■ **TAREFA**:
Responda com base no trecho sobre violência familiar e vistos temporários:
(a) Qual porcentagem das mulheres sobreviventes foi ameaçada de deportação?
(b) O que as vítimas devem apresentar para comprovar a violência familiar?
(c) Quais tipos de visto estão cobertos pelas disposições da lei de imigração?

■ **TRECHO SELECIONADO**:
Isso é comprovado por um estudo recente sobre violência familiar e portadores de vistos temporários durante a pandemia da COVID-19.

55% das mulheres sobreviventes foram ameaçadas de serem deportadas, e 60% das mulheres com visto temporário de cônjuge de cidadãos australianos, sofreram a ameaça de terem o patrocínio do visto retirado por seus parceiros.

A lei de imigração na Austrália permite que vítimas de violência doméstica que estão em vistos temporários de cônjuge ou visto de casamento futuro, tenham direito ao visto de residência permanente no país, mesmo depois que o relacionamento com o patrocinador do visto termina.

Essas mulheres devem apresentar evidências que provem que sofreram violência familiar enquanto estavam no relacionamento.

Como as disposições da lei de imigração só valem para para quem tem visto temporário de cônjuge e visto de casamento futuro, pessoas com outros tipos de vistos temporários geralmente tem que solicitar um visto alternativo a que sejam elegíveis.

Entradas de dados extraídos
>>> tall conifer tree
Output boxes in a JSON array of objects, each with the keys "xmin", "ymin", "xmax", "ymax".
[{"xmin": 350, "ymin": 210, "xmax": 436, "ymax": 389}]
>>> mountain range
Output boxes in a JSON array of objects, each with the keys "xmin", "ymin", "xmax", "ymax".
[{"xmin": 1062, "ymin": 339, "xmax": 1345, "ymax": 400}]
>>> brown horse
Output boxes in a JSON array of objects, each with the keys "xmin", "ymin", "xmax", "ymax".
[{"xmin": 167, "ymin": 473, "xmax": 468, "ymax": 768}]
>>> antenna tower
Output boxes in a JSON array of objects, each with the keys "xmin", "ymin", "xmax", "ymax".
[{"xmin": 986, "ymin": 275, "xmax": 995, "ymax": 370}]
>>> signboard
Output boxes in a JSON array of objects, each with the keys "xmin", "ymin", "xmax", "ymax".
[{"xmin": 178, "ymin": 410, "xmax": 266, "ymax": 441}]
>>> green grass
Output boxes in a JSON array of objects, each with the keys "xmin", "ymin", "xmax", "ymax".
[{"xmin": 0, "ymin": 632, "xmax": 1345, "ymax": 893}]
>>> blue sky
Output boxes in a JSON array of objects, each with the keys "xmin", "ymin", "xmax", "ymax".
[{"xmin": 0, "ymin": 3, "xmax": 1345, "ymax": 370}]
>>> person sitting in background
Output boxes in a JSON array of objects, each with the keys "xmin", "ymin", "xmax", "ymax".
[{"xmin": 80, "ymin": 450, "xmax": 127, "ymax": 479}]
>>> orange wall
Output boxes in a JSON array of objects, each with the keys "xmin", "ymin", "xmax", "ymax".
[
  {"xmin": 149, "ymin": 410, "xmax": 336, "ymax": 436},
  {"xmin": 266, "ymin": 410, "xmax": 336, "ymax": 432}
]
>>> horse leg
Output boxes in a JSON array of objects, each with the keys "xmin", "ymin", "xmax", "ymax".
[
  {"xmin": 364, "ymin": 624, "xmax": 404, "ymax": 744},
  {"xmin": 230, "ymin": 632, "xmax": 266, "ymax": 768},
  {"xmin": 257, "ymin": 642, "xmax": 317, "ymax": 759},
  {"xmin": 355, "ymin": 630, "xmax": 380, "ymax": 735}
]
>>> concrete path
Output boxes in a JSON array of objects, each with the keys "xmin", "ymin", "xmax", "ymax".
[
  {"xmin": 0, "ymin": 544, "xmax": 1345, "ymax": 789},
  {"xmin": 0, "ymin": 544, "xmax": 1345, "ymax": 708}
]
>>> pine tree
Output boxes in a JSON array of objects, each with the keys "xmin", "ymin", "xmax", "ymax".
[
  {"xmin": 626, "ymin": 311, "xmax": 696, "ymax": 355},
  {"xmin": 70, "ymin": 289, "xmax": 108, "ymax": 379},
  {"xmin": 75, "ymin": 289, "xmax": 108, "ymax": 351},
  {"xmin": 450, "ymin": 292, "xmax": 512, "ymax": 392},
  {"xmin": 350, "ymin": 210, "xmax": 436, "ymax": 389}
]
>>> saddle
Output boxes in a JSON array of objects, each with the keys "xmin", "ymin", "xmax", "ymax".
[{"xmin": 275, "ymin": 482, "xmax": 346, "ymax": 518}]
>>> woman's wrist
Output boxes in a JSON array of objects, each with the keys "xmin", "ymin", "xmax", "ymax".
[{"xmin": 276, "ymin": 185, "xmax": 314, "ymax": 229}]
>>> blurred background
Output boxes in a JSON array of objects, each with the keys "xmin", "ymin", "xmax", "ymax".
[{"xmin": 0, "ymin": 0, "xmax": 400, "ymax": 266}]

■ **RESPOSTA**:
(a) 55%.
(b) Evidências de que sofreram violência familiar enquanto estavam no relacionamento.
(c) O visto temporário de cônjuge e o visto de casamento futuro.